◆ Exercise task ◆
Can the data below be set down again exactly, line for line?

########

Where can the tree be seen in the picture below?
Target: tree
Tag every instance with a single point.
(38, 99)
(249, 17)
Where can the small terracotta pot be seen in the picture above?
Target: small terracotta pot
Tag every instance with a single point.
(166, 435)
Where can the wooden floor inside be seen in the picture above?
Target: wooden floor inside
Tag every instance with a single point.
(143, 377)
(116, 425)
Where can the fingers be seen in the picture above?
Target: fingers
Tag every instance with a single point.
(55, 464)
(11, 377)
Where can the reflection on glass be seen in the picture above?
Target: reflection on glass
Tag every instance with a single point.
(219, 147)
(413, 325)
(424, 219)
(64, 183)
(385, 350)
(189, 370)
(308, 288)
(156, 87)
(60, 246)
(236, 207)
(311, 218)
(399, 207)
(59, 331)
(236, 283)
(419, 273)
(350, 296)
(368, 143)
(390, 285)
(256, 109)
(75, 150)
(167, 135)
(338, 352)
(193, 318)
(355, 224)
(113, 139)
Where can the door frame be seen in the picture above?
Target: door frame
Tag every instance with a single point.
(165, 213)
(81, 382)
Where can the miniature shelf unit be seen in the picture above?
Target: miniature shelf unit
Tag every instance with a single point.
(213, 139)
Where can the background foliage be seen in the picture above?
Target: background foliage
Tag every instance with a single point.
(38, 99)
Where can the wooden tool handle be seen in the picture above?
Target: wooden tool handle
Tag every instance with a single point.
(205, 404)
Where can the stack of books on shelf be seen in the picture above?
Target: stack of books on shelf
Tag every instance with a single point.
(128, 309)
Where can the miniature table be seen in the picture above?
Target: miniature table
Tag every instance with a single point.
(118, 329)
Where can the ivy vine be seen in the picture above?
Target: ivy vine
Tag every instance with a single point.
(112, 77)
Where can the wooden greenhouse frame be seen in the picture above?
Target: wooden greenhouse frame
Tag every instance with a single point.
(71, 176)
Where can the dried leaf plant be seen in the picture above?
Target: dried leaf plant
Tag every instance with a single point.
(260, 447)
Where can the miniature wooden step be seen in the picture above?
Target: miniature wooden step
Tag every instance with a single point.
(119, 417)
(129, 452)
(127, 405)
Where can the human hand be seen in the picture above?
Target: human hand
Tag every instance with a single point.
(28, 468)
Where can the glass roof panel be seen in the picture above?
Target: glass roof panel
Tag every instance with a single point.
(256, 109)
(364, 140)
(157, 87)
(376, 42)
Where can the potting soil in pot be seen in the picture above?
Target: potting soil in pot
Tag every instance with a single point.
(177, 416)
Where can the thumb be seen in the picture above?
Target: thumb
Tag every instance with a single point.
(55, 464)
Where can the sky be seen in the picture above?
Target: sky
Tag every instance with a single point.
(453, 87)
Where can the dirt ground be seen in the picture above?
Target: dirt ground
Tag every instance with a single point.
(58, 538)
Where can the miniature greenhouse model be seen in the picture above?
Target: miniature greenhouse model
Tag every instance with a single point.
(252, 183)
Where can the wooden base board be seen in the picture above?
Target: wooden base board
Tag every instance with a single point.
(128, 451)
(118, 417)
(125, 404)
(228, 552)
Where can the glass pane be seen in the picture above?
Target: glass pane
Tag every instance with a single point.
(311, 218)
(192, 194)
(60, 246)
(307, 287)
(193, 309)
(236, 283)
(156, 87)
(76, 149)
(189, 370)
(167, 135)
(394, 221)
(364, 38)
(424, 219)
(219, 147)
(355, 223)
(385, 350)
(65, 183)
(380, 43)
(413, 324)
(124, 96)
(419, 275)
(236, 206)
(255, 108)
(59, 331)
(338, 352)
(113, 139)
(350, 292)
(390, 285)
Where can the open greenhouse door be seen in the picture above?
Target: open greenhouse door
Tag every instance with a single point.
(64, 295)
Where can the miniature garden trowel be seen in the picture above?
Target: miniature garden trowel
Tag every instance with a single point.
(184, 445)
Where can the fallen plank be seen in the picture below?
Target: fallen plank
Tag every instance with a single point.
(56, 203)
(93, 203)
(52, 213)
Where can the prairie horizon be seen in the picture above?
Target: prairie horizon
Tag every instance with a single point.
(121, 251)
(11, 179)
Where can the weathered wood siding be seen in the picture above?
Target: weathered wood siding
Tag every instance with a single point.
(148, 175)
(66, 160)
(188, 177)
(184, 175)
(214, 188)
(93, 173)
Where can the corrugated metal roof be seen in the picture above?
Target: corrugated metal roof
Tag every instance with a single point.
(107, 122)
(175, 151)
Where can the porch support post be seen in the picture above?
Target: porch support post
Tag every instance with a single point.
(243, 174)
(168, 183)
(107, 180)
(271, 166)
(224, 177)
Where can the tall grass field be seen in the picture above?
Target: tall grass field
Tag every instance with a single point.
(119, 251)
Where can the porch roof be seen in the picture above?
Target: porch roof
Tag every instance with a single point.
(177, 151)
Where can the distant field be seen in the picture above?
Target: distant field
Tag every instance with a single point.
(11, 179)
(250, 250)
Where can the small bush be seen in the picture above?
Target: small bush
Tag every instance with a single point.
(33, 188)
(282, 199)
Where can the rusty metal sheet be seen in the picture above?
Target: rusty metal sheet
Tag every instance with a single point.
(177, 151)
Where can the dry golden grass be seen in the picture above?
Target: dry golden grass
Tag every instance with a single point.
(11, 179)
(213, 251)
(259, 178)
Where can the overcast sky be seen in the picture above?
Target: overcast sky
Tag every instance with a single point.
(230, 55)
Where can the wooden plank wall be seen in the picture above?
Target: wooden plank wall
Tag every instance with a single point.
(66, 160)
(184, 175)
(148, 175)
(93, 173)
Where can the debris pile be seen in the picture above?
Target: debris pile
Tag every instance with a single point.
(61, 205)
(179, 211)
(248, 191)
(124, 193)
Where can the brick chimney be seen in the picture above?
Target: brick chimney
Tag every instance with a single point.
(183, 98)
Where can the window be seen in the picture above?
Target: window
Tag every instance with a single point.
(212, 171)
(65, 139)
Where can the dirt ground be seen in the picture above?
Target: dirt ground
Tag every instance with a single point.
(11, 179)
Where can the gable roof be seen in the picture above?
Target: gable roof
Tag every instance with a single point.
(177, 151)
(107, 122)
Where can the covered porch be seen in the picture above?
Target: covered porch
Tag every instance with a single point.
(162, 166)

########

◆ Completed exercise ◆
Where can the tree be seen in the picture below?
Target: tree
Tag every instance with a single point.
(38, 99)
(249, 17)
Where can the small terracotta pot be seen in the picture above?
Target: small terracotta pot
Tag every instance with a single point.
(166, 435)
Where can the wooden floor inside be seen in the picture above?
Target: wooden floor inside
Tag every instance with a single point.
(143, 377)
(116, 425)
Where can the fingers be seen in the picture above?
Target: fingers
Tag every instance with a single point.
(55, 464)
(11, 377)
Where can the reflection on glass be seen in the picture above?
Target: reflection on glass
Tag every instance with a single point.
(219, 147)
(413, 325)
(424, 219)
(64, 183)
(385, 350)
(189, 370)
(308, 288)
(156, 87)
(60, 246)
(236, 207)
(311, 218)
(399, 207)
(59, 331)
(236, 283)
(419, 273)
(350, 296)
(368, 143)
(390, 285)
(256, 109)
(75, 150)
(167, 135)
(338, 352)
(193, 318)
(355, 224)
(113, 139)
Where can the door frame be seen in the picture above?
Target: door frame
Tag every instance with a single point.
(165, 213)
(81, 382)
Where can the miniature shelf unit be seen in the picture above?
Target: miniature shelf unit
Tag every instance with a single point.
(213, 139)
Where can the background foliage be seen in the picture above?
Target: background foliage
Tag every instance with a single point.
(38, 99)
Where can the wooden tool handle be seen in the picture above?
Target: wooden tool handle
Tag every instance with a single point.
(205, 404)
Where can the stack of books on shelf be seen in the picture above?
Target: stack of books on shelf
Tag every instance with a single point.
(128, 309)
Where can the miniature table be seen in the picture above?
Target: miniature table
Tag every instance with a single point.
(118, 329)
Where can the ivy vine be seen in the picture above?
Target: ivy vine
Tag every instance with a single point.
(112, 77)
Where can the wooden greenhouse frame be seen in the picture above?
Target: wooden greenhouse frame
Tag every instance with a single point.
(71, 176)
Where can the dried leaf plant be seen in the picture above?
Target: dried leaf plant
Tag every instance with a single point.
(260, 447)
Where can the miniature wooden step be seen in the picture above?
Target: miniature wooden step
Tag every instance with a single point.
(119, 417)
(129, 452)
(127, 405)
Where can the human hand be seen in the picture above?
Target: human hand
Tag every instance with a single point.
(28, 468)
Where can the glass roof panel be seen in the picture above?
Target: glass roof panel
Tag every instance with a single point.
(256, 109)
(364, 140)
(157, 87)
(376, 42)
Where can the potting soil in pot be seen in the picture above?
Target: potting soil in pot
Tag every instance with a single point.
(177, 416)
Where can the thumb be seen in the picture above?
Target: thumb
Tag every instance with a single point.
(55, 464)
Where can the sky be seen in the picture above?
Target: sky
Tag every instance with a single point.
(453, 87)
Where can the dirt ground be seen in the picture above?
Target: dirt ground
Tag every instance with a single point.
(58, 538)
Where can the miniature greenhouse model be seen in the picture above?
Target: miniature greenhouse model
Tag every instance with a single point.
(252, 183)
Where can the wooden base board be seen in the picture above?
Target: wooden base board
Tag every instance with a single point.
(128, 451)
(118, 417)
(125, 404)
(228, 552)
Where can the glass pane be seen in the picture above?
Target: glass pane
Tag every instance with a single point.
(311, 218)
(192, 194)
(60, 246)
(307, 287)
(193, 309)
(236, 283)
(156, 87)
(76, 149)
(189, 370)
(167, 135)
(394, 221)
(364, 38)
(424, 219)
(219, 147)
(355, 223)
(385, 350)
(65, 183)
(380, 43)
(413, 324)
(124, 96)
(419, 275)
(236, 206)
(255, 108)
(59, 331)
(338, 352)
(113, 139)
(350, 292)
(390, 285)
Where can the open greenhouse door be seen in the picture above?
Target: open greenhouse door
Tag every instance with a single point.
(64, 295)
Where can the miniature garden trowel be seen in the picture above?
Target: miniature garden trowel
Tag every instance with a single point.
(184, 445)
Where can the fallen plank be seen in the picture below?
Target: fallen plank
Tag every instance with a single point.
(56, 203)
(93, 203)
(52, 213)
Where can the prairie horizon be seen in the picture above?
Target: prairie horizon
Tag every instance with a single point.
(121, 251)
(11, 179)
Where can the weathered wood siding be seen in the picture above?
Target: weathered wood siding
Tag every instance with a single point.
(148, 175)
(66, 160)
(188, 177)
(184, 175)
(214, 188)
(93, 173)
Where can the corrugated metal roof be seen in the picture above?
Target: corrugated metal roof
Tag every instance with a single point.
(107, 122)
(175, 151)
Where can the porch support post be seen in the picture above?
Target: porch support post
Tag every instance with a single point.
(243, 174)
(168, 183)
(107, 180)
(271, 166)
(224, 177)
Where can the tall grass field be seen in the picture above?
Target: tall grass field
Tag every instance with a single point.
(119, 251)
Where can the porch roof be seen in the picture above?
Target: porch roof
Tag every instance with a single point.
(177, 151)
Where can the distant field be seen in the picture above?
Target: distant field
Tag every instance with a single point.
(11, 179)
(250, 250)
Where can the small bush be seen in the picture above?
Target: small bush
Tag every instance with a single point.
(33, 188)
(282, 199)
Where can the rusty metal sheet be seen in the picture above?
Target: rusty metal sheet
Tag every instance with a single point.
(177, 151)
Where can the dry golden grass be seen in the picture above?
Target: dry golden grass
Tag every instance with a single point.
(11, 179)
(213, 251)
(259, 178)
Where can the overcast sky be seen in the picture above?
Target: overcast sky
Tag every instance with a single point.
(230, 55)
Where can the wooden plank wall be seen in the picture above?
Target: wooden plank wall
Tag every instance with a single point.
(66, 160)
(184, 175)
(148, 175)
(93, 173)
Where can the debris pile be seen in the picture above?
Target: debris pile
Tag every instance with a single point.
(61, 205)
(179, 211)
(248, 191)
(124, 193)
Where can the brick chimney be seen in the picture above?
Target: brick chimney
Tag every instance with a single point.
(183, 98)
Where can the window be seen in the picture above?
Target: window
Tag every instance with a single point.
(212, 171)
(65, 139)
Where can the dirt ground be seen in the picture above?
Target: dirt ground
Tag every instance with a single point.
(11, 179)
Where can the gable roof be seen in the picture above?
Target: gable roof
Tag every instance with a single point.
(177, 151)
(107, 122)
Where can the covered porch be seen in the picture above?
Target: covered porch
Tag every instance with a single point.
(162, 166)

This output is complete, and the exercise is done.